##### Provided data #####

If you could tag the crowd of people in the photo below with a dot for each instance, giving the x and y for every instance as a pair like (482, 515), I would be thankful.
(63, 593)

#####
##### Provided data #####

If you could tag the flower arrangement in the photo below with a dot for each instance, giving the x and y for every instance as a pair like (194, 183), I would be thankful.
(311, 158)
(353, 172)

#####

_Task directions_: Display every line of the data above that contains the string "like".

_Worked answer_:
If you could tag the crowd of people in the photo below with a dot for each instance, giving the x and y for every instance as a pair like (482, 515), I would be thankful.
If you could tag the flower arrangement in the photo below with a dot for each instance, giving the x and y for every instance as a pair like (194, 183), I would be thankful.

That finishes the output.